Saved entries:
################
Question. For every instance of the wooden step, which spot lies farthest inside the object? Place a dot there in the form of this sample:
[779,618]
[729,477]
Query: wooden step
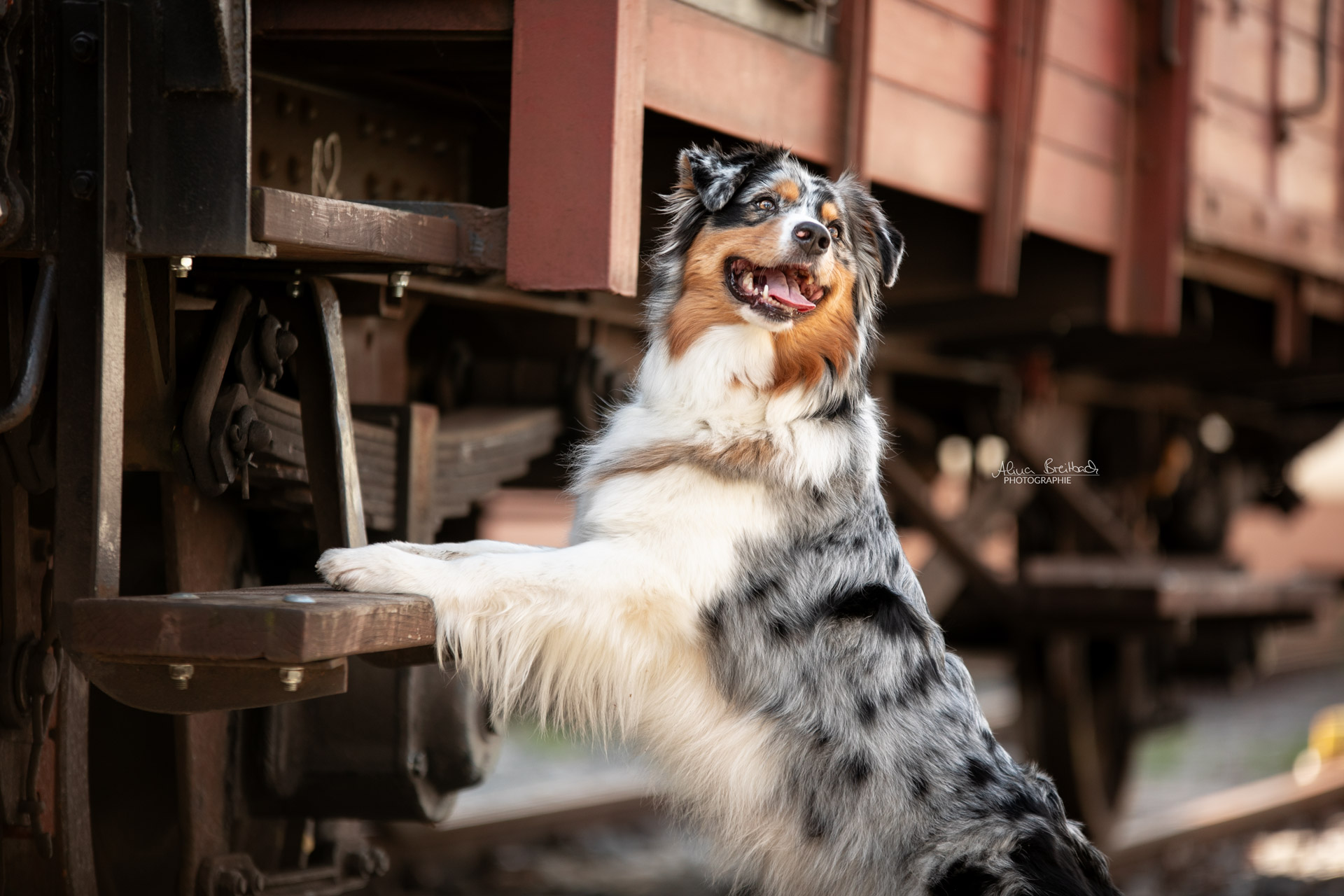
[273,624]
[183,653]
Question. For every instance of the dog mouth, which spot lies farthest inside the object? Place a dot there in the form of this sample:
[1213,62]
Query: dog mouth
[780,293]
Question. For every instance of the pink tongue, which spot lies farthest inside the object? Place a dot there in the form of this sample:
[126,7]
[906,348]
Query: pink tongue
[784,290]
################
- **SET EXERCISE**: Can you transcribe the text of every record above word for word, leaving out the pictures?

- **RESULT FOR THIS TASK**:
Question. For every instance of the wooden step, which spot lies farthest inside the object? Place a dot there in the form of this sample:
[779,618]
[729,477]
Query: wooden step
[273,624]
[183,653]
Question. For every instance of the dog mouth, which spot lies farthest inside the object? Place a dot there in the form of this sample:
[1213,62]
Query: dog mouth
[780,293]
Question. For every instance of the pink tongue, which spot lies farthest inside the object? Place a dot there in the form of this sample:
[126,7]
[906,348]
Query: pink tongue
[784,290]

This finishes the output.